* PAGE EXCERPT:
▬▬▬

The emergence of antimicrobial resistance (AMR) is a major threat to human and animal health and whilst there are efforts to reduce antimicrobial use in livestock production, there is still evidence of AMR of human health significance, such as extended-spectrum beta-lactamase (ESBL) producing E. coli in livestock and on meat products. There are concerns that AMR can be transmitted through the consumption of meat, though the risk is substantially reduced when handled appropriately and when meat is cooked. However, another possible transmission route for AMR from livestock to humans is through the handling and feeding of raw meat diets to domestic dogs.
Raw Meat and Bone (RMB) diets for dogs are increasing in popularity in the UK. There are however few data on the frequency of feeding RMB diets and/or the types and sources of such raw meat; the drivers for the increase in raw feeding; and the risks this may pose around exposure to foodborne pathogens and AMR. Dogs and their owners have close and frequent contact, providing opportunity for transmission of pathogens and AMR. Our data on UK dogs has demonstrated that ESBL-producing E. coli were significantly more likely to be detected in faeces of RMB diets fed dogs compared to cooked-meat-fed dogs. Therefore, the aim of this project is to determine: what RMB diets are being fed to dogs, why owners are feeding such diets and what risks this presents for transmission of foodborne pathogens and AMR to dogs and owner households.

The successful candidate will be based at the Leahurst Campus in the Department of Epidemiology and Population Health and will be supervised by a multi-disciplinary team and will be embedded in research groups working on bacterial zoonotic pathogens, AMR, veterinary clinical and public health. The project will combine quantitative epidemiology, microbiology, molecular biology and next generation sequencing, providing substantive training in epidemiology, microbiology and molecular biology for the student during their PhD work.

▬▬▬

* EXERCISE REQUIREMENTS:
1. In the project description on raw meat diets for dogs, rewrite the part between "The successful candidate" and "their PhD work.", inclusive, with "multi-disciplinary team" replaced by "interdisciplinary team".
2. Extend the project description on raw meat diets for dogs with a few sentences that pick up after its final sentence.

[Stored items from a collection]
▬▬▬

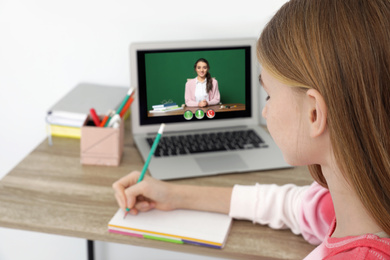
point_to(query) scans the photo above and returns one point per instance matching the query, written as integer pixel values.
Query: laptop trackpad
(221, 163)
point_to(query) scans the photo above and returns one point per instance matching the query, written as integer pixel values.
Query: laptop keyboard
(207, 142)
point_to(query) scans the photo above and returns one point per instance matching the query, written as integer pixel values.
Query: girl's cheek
(264, 112)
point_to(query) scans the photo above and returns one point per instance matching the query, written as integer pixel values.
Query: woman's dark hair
(209, 85)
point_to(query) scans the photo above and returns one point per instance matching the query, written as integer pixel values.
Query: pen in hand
(152, 150)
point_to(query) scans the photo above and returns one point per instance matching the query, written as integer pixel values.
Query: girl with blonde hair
(326, 70)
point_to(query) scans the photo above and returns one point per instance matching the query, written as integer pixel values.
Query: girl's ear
(318, 113)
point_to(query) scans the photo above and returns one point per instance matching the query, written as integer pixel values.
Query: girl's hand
(145, 195)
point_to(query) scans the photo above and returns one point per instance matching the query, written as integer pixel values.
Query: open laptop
(160, 70)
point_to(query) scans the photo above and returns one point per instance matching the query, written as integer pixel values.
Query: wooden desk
(216, 108)
(51, 192)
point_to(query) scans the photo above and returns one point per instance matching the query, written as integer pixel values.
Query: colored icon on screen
(210, 113)
(199, 114)
(188, 115)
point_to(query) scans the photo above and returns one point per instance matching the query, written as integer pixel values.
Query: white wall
(48, 46)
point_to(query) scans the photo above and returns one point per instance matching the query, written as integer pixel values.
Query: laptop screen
(165, 74)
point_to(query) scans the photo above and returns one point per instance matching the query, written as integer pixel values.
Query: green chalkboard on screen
(167, 74)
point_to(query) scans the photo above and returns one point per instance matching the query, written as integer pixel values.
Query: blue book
(164, 105)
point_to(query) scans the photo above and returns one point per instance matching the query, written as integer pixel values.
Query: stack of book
(161, 108)
(69, 114)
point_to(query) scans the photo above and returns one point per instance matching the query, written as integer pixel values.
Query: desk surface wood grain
(51, 192)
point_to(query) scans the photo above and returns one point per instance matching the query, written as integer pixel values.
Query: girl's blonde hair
(342, 49)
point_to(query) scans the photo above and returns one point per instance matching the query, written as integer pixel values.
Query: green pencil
(146, 165)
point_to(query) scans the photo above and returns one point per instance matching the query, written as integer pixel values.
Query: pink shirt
(189, 95)
(306, 210)
(367, 247)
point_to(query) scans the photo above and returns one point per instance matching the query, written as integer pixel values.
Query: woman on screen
(203, 90)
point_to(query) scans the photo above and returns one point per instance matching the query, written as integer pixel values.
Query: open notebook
(177, 226)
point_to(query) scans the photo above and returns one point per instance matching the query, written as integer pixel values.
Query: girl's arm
(151, 193)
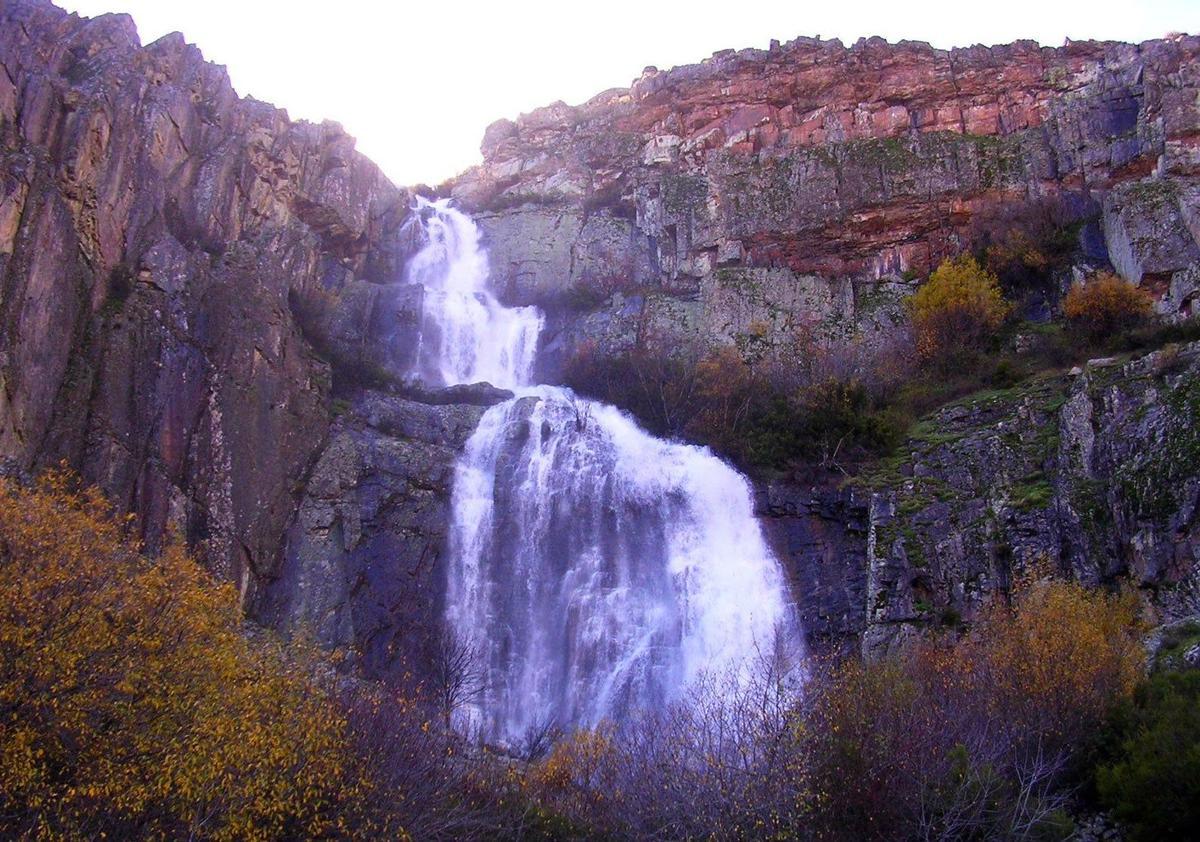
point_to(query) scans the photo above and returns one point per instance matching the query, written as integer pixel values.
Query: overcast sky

▬▬▬

* TASK ANSWERS:
1.
The successful candidate will be based at the Leahurst Campus in the Department of Epidemiology and Population Health and will be supervised by a interdisciplinary team and will be embedded in research groups working on bacterial zoonotic pathogens, AMR, veterinary clinical and public health. The project will combine quantitative epidemiology, microbiology, molecular biology and next generation sequencing, providing substantive training in epidemiology, microbiology and molecular biology for the student during their PhD work.

2.
The Institute of Infection and Global Health is fully committed to promoting gender equality in all activities. In recruitment we emphasize the supportive nature of the working environment and the flexible family support that the University provides. The Institute holds a silver Athena SWAN award in recognition of on-going commitment to ensuring that the Athena SWAN principles are embedded in its activities and strategic initiatives.

Informal enquiries to Professor Nicola J Williams on [Email Address Removed]. Applicants should send a CV and a covering letter with then names and contact details of at least 2 referees by email to [Email Address Removed] with a copy to and [Email Address Removed]

Funding Notes

This 3-year PhD studentship would be suitable for a UK or EU graduate with a degree in Veterinary Science, Microbiology or related Biological Science degree, with an interest in AMR. This project is jointly funded by the Veterinary Medicines Directorate and the University of Liverpool. Funding covers fees, a tax free stipend (starting at £15,000, or enhanced to £20,000 per annum for a veterinary graduate and all research expenses.